--- Material supplied ---

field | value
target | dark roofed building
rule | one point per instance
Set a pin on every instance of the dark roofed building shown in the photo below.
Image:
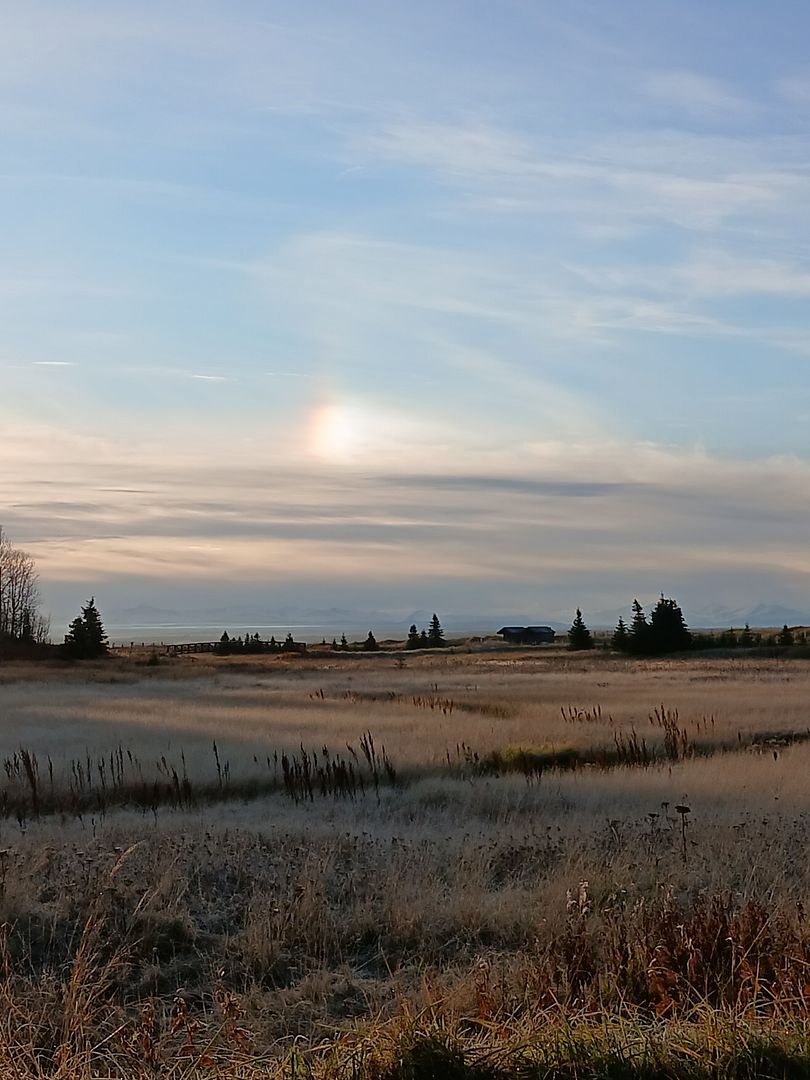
(527, 635)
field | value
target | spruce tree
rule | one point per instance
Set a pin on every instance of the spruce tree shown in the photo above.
(435, 634)
(669, 632)
(638, 636)
(579, 635)
(86, 636)
(620, 639)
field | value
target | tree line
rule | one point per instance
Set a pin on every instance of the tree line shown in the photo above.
(665, 631)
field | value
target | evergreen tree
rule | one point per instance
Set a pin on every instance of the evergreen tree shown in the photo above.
(620, 639)
(638, 635)
(435, 634)
(86, 636)
(579, 635)
(669, 632)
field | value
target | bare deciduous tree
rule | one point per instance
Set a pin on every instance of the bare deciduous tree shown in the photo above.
(19, 599)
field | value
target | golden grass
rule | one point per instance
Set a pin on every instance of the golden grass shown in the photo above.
(447, 910)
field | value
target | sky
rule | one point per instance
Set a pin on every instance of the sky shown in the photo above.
(458, 306)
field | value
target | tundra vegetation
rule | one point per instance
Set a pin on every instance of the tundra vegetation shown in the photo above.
(456, 863)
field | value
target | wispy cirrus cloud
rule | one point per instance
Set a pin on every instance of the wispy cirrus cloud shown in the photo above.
(698, 93)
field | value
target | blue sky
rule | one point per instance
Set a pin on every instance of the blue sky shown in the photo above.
(431, 304)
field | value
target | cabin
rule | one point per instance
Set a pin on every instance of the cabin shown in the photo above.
(527, 635)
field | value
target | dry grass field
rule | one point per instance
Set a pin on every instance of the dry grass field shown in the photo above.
(471, 864)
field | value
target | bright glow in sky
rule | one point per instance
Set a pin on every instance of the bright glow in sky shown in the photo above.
(440, 304)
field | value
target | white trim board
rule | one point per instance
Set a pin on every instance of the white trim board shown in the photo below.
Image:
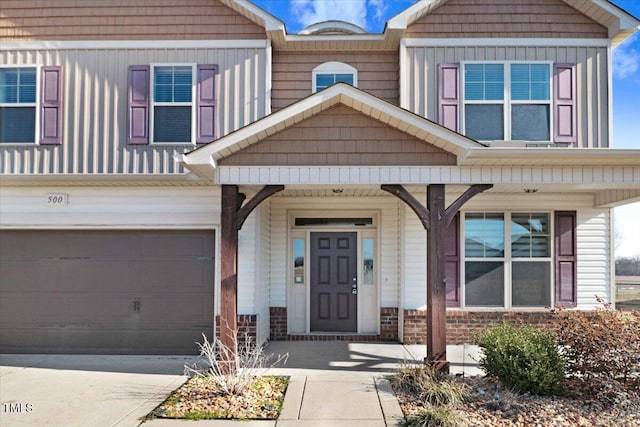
(359, 175)
(135, 44)
(494, 42)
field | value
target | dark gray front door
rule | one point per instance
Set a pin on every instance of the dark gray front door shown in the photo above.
(334, 299)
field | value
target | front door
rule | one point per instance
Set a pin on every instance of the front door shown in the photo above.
(334, 282)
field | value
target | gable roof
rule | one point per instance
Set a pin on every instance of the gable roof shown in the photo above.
(619, 23)
(203, 160)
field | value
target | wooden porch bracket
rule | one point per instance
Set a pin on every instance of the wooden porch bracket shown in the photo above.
(232, 217)
(435, 219)
(454, 207)
(266, 192)
(401, 193)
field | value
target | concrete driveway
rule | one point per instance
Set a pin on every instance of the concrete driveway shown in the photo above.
(70, 390)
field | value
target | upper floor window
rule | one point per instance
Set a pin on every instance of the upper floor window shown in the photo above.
(173, 108)
(324, 75)
(509, 101)
(30, 108)
(18, 104)
(532, 102)
(172, 104)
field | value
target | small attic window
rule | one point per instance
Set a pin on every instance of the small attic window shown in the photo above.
(324, 75)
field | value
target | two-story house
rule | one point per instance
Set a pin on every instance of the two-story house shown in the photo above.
(168, 166)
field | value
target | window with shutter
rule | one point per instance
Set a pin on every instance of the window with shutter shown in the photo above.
(531, 102)
(172, 104)
(20, 105)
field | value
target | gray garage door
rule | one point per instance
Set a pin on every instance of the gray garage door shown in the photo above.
(120, 292)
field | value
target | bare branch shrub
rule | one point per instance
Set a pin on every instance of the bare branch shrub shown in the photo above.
(233, 371)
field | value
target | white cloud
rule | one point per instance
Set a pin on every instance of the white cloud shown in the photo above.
(308, 12)
(626, 59)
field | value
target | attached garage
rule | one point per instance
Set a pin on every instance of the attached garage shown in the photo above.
(106, 292)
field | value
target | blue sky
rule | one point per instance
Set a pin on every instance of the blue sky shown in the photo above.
(372, 15)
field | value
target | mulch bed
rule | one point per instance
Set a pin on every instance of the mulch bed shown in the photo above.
(201, 398)
(491, 404)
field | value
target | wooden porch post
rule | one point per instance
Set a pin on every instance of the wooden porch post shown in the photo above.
(229, 267)
(436, 286)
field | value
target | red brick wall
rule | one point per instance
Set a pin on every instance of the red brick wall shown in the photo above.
(388, 324)
(278, 323)
(247, 327)
(462, 325)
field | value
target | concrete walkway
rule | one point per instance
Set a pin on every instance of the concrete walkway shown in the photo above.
(332, 384)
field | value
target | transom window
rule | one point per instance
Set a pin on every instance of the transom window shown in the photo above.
(173, 107)
(507, 272)
(507, 101)
(326, 74)
(18, 104)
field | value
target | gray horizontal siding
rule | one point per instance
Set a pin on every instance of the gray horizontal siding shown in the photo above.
(421, 76)
(95, 108)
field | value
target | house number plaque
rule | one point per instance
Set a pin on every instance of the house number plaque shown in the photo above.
(57, 200)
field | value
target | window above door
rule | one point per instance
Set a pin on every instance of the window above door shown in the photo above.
(324, 75)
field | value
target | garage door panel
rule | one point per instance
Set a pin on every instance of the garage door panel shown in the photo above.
(120, 292)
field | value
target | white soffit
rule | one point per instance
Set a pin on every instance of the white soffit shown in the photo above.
(551, 157)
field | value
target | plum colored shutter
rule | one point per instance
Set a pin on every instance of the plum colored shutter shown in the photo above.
(51, 105)
(564, 83)
(138, 109)
(565, 258)
(206, 103)
(452, 262)
(449, 96)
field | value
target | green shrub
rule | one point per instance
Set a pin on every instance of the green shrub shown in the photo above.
(600, 345)
(522, 358)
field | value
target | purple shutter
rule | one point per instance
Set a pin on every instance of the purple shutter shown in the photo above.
(206, 104)
(452, 262)
(51, 105)
(565, 258)
(564, 83)
(449, 96)
(138, 109)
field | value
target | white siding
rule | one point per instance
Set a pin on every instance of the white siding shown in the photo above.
(414, 262)
(594, 257)
(95, 107)
(247, 268)
(111, 207)
(263, 279)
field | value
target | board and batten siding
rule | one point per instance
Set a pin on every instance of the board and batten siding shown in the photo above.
(22, 20)
(420, 73)
(111, 207)
(94, 131)
(388, 225)
(593, 250)
(292, 74)
(506, 18)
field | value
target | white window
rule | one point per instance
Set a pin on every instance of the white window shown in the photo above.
(507, 101)
(18, 104)
(173, 109)
(507, 260)
(326, 74)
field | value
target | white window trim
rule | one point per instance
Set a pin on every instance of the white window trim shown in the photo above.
(507, 260)
(506, 101)
(36, 105)
(153, 104)
(333, 67)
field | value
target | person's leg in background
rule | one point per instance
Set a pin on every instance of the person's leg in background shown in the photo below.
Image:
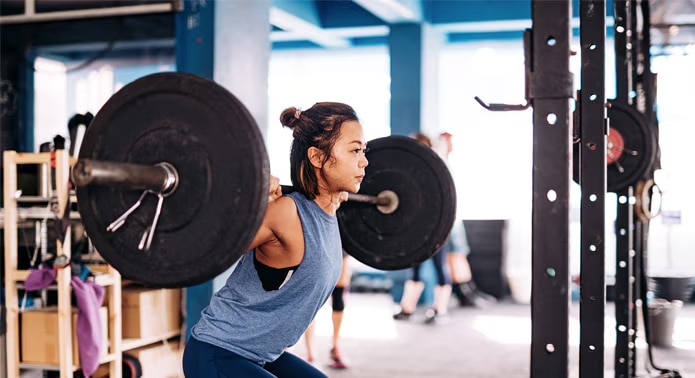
(462, 284)
(338, 306)
(412, 289)
(442, 292)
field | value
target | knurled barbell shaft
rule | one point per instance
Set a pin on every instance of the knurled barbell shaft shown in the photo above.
(374, 200)
(159, 178)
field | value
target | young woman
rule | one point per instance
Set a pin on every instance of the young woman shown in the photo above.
(295, 258)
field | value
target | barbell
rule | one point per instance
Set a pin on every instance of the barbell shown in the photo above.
(172, 185)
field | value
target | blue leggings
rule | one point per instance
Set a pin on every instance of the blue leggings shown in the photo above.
(439, 262)
(203, 360)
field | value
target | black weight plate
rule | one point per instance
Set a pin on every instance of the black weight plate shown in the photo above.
(208, 135)
(426, 206)
(637, 154)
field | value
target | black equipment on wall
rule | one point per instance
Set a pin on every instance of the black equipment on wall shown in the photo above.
(487, 254)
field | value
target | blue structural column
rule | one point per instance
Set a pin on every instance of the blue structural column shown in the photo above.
(229, 42)
(414, 51)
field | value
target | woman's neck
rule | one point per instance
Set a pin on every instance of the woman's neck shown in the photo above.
(328, 201)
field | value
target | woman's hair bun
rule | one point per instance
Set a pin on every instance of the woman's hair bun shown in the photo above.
(290, 117)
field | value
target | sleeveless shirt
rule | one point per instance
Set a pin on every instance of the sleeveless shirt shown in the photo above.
(256, 324)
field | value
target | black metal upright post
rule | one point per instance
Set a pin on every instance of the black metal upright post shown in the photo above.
(550, 93)
(624, 296)
(592, 178)
(624, 357)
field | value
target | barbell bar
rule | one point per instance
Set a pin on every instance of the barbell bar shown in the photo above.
(162, 178)
(196, 148)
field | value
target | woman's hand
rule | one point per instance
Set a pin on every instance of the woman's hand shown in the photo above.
(274, 190)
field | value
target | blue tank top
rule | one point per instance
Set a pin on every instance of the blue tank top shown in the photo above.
(256, 324)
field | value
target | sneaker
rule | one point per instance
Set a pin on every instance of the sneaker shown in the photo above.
(401, 315)
(430, 316)
(434, 317)
(336, 361)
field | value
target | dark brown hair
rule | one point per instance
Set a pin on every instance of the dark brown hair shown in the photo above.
(318, 126)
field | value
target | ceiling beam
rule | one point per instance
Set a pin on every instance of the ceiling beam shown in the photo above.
(394, 11)
(301, 19)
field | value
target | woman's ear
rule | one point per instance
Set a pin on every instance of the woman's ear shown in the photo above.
(315, 156)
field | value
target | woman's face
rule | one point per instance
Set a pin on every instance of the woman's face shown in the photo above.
(345, 169)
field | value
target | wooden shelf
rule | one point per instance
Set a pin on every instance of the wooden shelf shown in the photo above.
(130, 344)
(24, 365)
(14, 217)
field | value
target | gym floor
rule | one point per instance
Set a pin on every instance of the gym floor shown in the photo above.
(475, 343)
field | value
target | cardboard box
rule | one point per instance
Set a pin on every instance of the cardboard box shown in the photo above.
(159, 360)
(150, 313)
(39, 336)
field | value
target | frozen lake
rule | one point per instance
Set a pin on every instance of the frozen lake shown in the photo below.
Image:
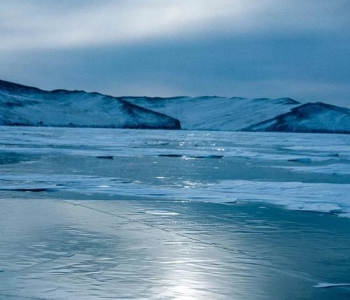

--- Task to carry out ---
List each line of the records above that contains the word "frozen", copying every such line in full.

--- Answer to the exercise ---
target | frozen lake
Set a pin on every instance of the frozen lake shown in the photo below.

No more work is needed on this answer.